* Exercise requirements:
Locate the line that contains "of the man's" in the entries below. Retype it and all following lines through the final one, character for character.

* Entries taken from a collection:
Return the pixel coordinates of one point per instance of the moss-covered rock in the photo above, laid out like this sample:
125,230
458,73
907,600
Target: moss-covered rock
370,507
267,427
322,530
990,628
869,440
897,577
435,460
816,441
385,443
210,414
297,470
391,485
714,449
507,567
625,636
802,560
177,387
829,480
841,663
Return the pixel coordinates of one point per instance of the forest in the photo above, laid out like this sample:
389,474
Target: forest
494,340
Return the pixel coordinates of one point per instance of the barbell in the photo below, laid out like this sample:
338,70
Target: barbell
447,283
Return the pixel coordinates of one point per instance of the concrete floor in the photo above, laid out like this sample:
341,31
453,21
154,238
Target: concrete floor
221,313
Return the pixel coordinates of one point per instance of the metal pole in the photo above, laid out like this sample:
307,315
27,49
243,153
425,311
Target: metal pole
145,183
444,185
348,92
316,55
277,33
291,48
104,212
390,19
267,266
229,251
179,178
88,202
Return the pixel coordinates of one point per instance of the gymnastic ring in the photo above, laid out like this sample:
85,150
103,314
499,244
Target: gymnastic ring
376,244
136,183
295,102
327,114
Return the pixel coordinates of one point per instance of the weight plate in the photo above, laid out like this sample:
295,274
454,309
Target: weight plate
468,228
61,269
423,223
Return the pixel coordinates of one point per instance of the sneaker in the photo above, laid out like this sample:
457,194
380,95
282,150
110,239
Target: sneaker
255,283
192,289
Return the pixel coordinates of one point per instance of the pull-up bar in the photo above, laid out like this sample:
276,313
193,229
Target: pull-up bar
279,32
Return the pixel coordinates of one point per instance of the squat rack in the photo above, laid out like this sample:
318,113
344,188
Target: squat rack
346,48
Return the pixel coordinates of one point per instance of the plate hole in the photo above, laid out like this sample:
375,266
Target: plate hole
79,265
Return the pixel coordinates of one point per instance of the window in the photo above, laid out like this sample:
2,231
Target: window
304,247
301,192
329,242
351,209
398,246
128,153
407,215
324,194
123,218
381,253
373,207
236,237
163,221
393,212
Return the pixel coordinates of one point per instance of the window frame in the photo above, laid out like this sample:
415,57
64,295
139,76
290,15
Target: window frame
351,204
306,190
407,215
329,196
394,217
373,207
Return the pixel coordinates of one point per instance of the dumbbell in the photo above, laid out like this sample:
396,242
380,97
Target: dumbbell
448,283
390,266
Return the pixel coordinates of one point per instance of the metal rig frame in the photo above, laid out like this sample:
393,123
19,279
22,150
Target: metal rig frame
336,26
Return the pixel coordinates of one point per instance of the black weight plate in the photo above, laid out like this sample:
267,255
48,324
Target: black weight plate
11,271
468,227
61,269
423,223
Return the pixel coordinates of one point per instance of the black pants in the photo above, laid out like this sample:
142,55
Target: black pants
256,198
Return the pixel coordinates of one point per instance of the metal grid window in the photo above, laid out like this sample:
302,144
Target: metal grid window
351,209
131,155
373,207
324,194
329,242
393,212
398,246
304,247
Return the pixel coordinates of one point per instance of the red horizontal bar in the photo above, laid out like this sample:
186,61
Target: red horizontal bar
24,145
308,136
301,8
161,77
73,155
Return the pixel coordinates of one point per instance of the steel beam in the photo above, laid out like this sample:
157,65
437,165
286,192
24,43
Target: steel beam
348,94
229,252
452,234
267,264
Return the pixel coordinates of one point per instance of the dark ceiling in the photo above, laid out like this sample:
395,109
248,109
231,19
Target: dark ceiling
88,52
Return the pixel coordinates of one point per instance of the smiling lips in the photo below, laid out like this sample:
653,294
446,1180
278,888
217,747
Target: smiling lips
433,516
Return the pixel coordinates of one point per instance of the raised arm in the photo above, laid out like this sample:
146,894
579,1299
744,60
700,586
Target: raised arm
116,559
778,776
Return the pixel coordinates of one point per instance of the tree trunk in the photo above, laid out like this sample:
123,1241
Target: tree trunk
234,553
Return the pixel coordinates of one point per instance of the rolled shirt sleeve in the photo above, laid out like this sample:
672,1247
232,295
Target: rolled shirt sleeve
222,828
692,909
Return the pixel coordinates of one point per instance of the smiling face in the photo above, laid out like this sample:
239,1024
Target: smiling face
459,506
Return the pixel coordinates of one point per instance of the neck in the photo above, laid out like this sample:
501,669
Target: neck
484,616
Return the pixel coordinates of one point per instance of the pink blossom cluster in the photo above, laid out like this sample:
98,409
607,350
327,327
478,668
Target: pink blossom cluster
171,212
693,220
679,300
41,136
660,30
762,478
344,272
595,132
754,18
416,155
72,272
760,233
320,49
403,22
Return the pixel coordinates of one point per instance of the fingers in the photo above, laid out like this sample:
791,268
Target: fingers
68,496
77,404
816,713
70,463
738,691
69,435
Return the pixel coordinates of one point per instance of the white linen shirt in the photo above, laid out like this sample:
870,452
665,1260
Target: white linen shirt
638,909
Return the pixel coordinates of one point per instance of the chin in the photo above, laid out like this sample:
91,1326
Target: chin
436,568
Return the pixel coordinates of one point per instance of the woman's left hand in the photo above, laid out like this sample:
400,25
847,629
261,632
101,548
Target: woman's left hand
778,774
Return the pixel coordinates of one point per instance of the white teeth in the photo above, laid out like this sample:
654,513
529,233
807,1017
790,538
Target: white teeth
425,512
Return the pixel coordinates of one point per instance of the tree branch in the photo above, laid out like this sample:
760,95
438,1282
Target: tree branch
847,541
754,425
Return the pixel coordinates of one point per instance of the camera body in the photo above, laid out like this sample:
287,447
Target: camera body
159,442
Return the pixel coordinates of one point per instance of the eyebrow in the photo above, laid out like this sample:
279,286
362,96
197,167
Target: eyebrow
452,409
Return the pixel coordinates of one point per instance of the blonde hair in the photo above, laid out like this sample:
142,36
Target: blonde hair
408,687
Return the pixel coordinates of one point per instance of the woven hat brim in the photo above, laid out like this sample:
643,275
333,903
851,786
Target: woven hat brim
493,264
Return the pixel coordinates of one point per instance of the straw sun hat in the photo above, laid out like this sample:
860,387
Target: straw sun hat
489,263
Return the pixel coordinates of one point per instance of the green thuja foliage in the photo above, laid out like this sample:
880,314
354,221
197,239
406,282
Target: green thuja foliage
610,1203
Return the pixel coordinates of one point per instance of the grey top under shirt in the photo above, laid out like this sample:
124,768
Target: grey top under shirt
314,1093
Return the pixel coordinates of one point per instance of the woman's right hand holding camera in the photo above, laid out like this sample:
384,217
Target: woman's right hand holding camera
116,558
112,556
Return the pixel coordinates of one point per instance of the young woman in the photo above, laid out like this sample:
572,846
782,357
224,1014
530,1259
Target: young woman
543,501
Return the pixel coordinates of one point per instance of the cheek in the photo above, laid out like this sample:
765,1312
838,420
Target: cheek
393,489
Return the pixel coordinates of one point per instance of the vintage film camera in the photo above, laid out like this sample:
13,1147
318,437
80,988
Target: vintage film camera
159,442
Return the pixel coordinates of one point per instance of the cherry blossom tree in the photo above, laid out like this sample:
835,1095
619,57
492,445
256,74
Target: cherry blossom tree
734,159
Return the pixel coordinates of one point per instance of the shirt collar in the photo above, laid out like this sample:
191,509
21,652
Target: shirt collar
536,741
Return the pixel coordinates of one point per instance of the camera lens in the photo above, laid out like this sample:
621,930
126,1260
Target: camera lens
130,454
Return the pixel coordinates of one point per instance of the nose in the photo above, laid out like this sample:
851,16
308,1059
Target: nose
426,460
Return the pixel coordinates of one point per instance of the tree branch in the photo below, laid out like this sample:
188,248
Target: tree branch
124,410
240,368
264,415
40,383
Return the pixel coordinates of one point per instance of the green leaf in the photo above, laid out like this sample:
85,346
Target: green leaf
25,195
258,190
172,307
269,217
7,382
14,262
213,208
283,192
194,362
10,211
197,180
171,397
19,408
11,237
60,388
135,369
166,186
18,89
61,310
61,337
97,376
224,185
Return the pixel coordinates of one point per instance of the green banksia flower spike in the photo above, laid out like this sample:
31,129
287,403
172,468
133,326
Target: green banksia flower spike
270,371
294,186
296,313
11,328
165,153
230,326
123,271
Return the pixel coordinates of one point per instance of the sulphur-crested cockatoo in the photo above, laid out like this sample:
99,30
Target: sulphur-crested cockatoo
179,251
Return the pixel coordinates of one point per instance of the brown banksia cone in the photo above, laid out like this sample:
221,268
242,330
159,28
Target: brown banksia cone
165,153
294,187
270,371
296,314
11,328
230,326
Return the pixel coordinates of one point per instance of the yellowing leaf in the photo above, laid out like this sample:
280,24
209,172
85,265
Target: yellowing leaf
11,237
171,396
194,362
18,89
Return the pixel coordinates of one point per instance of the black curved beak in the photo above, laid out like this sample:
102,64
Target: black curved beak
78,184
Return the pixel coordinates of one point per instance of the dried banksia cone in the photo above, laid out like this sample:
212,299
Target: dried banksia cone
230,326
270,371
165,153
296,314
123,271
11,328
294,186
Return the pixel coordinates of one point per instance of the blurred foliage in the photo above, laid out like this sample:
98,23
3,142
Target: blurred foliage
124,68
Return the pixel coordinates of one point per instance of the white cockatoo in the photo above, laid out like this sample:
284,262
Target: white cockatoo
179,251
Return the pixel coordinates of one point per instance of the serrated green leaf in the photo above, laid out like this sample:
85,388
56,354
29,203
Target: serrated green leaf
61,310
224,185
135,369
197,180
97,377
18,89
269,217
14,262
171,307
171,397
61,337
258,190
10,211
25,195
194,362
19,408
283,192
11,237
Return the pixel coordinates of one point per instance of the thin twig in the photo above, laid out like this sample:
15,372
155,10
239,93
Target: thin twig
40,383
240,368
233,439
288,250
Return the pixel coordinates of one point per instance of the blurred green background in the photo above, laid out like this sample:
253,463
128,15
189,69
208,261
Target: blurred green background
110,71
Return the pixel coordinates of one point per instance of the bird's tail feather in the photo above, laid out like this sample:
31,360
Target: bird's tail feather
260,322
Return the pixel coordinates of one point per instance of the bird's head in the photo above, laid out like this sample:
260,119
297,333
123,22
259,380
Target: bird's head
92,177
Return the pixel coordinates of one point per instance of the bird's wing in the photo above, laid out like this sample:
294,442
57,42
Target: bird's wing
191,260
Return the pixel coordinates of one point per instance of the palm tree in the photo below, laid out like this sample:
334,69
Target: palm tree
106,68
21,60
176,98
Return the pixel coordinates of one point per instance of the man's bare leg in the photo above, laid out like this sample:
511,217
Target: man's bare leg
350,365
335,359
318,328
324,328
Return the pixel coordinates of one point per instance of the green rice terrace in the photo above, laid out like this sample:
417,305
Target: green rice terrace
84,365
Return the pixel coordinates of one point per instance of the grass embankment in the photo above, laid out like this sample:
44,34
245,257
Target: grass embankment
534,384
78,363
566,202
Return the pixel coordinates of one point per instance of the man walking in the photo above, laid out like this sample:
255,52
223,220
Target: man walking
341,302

* Result for this exercise:
Return the pixel coordinates of one point per instance of the man's bare leg in the photo above, laid out like this sample:
511,217
Target: man's bare leg
350,365
335,359
318,328
324,328
Return the pixel coordinates of one point per instance of the green rice terrace in the photo above, laid out like this sample:
417,305
Target: green rice terrace
84,365
Return the pixel coordinates of one point per instance of the grass embankment in the photo above, laid out like this sample:
44,34
245,257
Target: grass embankment
534,384
78,363
566,202
Return the pixel coordinates of one point per instance of the man walking in the photo above, laid out like this sample:
255,52
223,220
Target: man walking
341,302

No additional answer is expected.